- [Te maken opdrachten]:
**A.** Ga na of de volgende beweringen kloppen met het dagverslag over de etappe Saugy - Neuvy-Pailloux. Antwoord per bewering met ja of nee en citeer letterlijk de woorden uit het verslag die de doorslag geven: (i) De poncho gaat tijdens de pauzes uit. (ii) In Issoudun werden al in de 17de eeuw pelgrims opgevangen. (iii) Het belfort van Issoudun heeft twee even hoge torens.
**B.** Schrijf het dagverslag over de etappe Saugy - Neuvy-Pailloux verder vanaf de laatste zin.

- [Fragment webpagina]:
____________
Dag 31: Saugy - Neuvy-Pailloux (26 km - 782,5 km)

Het regent het regent de pannetjes worden nat.... Slecht weer in Frankrijk, toch hier in het departement  de Indre. Het is niet alleen nat maar er waait ook nog een gure koude wind. Mijn poncho blijft de hele dag aan, zelfs tijdens mijn pauzes. De etappe gaat van Saugy naar Neuvy-Pailloux, zo’n 26 kilometer. Het landschap is hier plat, en zover het oog reikt velden en nog eens velden.








 Vandaag zie ik voor het eerst aren op het graan, een hele vroege boer want op alle andere velden staat het gewas nog niet zo hoog. Tenminste, als het graan is want ik ben geen kenner. Ik heb er een foto van genomen, als er kenners zijn onder de lezers, laat maar iets weten.









De eerste (en enige) agglomeratie die ik vandaag tegenkom is Issoudin. De stad heeft een verleden met pelgrims. In het hospice Sainte Roch d’Issoudun herbergde men reeds pelgrims in de 17de eeuw. Vandaag is hier een museum. De stad heeft ook een belfort met twee torens van verschillende hoogte. Ik bezoek de kerk du Sacre Coeur, een
Basiliek eigenlijk die indrukwekkend mooi is. De binnenmuren zijn als het ware betegeld met dank- en intentietegels, vanaf de vloer tot hoog in de nok van de kerk. Het koor is prachtig verlicht met honderden lampjes in de vorm van kandelaars. Het geheel geeft een rode schijn over het koor. Het is echter veel te nat en te koud in Issoudun om er lang te blijven.





Ik profiteer nog van de gratis WiFi aan (want gesloten) het Office de Tourisme om mijn blog en foto’s van gisteren door te sturen. Daarna ga ik nog een thee drinken en wat opwarmen in de brasserie.
Ik neem nog een tweede pauze als ik een picknictafel tegenkom. Ik maak een tentje van mijn
poncho over de tafel en kan toch mijn schoenen uitdoen om mijn voeten  te laten drogen. Alles blijft droog onder mijn tentje. De baget en de worst smaken, het water ben ik ondertussen al gewend. En dan gaat het weer verder, dikwijls langs asfaltwegen naar Neuvy-Pailloux. Even voor dit dorp passeer ik een groot golfterrein. Het is toch wel wonderlijk, je vind hier bijna geen brood, voor een geldautomaat moet je kilometers rijden, je zou denken dat hier alleen boeren wonen en dan stoot je op een golfterrein. Het bewijs dat rijke burgers deze streek aan het overnemen zijn.
____________
- [Aangeleverde lijst]:
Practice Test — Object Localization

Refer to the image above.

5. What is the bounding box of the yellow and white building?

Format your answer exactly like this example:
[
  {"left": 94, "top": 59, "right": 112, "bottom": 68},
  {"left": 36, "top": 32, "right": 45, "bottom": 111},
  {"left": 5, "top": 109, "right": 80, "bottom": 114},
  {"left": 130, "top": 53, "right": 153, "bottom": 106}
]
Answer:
____________
- [Antwoorden per opdracht]:
**A.**
(i) Nee: "Mijn poncho blijft de hele dag aan, zelfs tijdens mijn pauzes."
(ii) Ja: "In het hospice Sainte Roch d’Issoudun herbergde men reeds pelgrims in de 17de eeuw."
(iii) Nee: "De stad heeft ook een belfort met twee torens van verschillende hoogte."

**B.**
In Neuvy-Pailloux aangekomen meld ik mij direct aan bij mevr Dominique. Een van de Fransen is al aangekomen. Zijn been is ingepakt in een braze, knieproblemen. Hij kan echt niet meer verder en keert morgen terug naar huis, naar Parijs. Ik word heel vriendelijk en warm ontvangen door de gastvrouw,er komt direct een frisse Leffe en een flink stuk broodpudding op tafel, lekker. Dominique staat er voor gekend haar pelgrims te verwennen en dat mogen wij tijdens het avondeten nog eens ervaren. Wij starten met brandnetelsoep, gevolgd door een soort aardappeltaart met lekkere frisse salade en sluiten af met een kaasschoteltje van vier geitenkazen waaronder de beroemde piramide uit de streek. Tenminste ik dacht dat wij hiermee afsloten, Dominique komt nog af met een gebakje in een soepje van crème met fruit. Dat kon er nog net bij.



 

Voor de maaltijd liet zij ons nog de kerk en omgeving zien en maakte ons deelgenoot van de dorpsgeschiedenis. Het mooie kerkje bestaat uit een oud (16de eeuw) en een nieuw (1975) gedeelte die merkwaardig genoeg mooi bij elkaar passen. Tijdens de restauratie vond men nog restanten van een ouder gedeelte met mooie muurschilderingen en zelfs enkele Merovingische sarcofagen uit 10de eeuw. Zo zie je maar, het moeten niet altijd immense kathedralen te zijn.








Vandaag was het jaarmarkt in Vilvoorde. Spijtig dat ik er niet bij kon zijn, dat is de eerste keer sinds wij in Vilvoorde wonen.  Ik hoop dat het weer beter was dan hier.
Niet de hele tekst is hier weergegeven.